*Instructions for the task*:
Rewrite every line of the records below as a numbered list, omitting blank lines. Leave the pictures out of your answer.

╭─ Rows

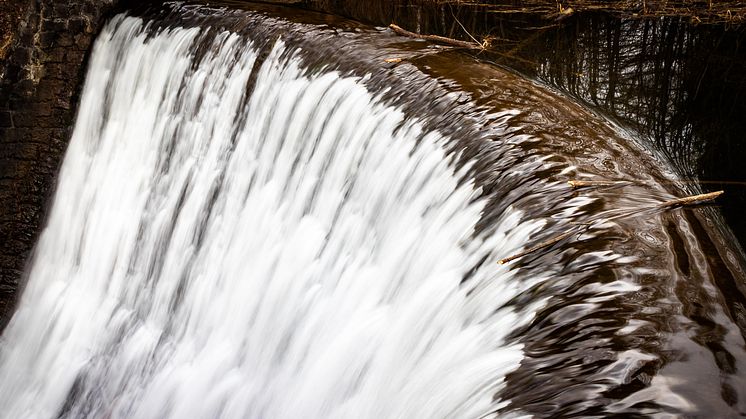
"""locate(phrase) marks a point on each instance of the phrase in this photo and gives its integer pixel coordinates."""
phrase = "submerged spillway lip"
(616, 296)
(494, 118)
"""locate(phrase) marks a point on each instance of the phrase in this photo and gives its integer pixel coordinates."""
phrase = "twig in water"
(691, 200)
(435, 38)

╰─

*Solution*:
1. """locate(phrase) marks a point on each instance of the phrase in this photo and gives its integer pixel coordinates."""
2. phrase = "submerged spillway lip"
3. (616, 296)
4. (494, 118)
5. """locate(phrase) marks a point on each instance of the phrase in this photo and gives its integer pixel coordinates."""
6. phrase = "twig in water"
7. (691, 200)
8. (435, 38)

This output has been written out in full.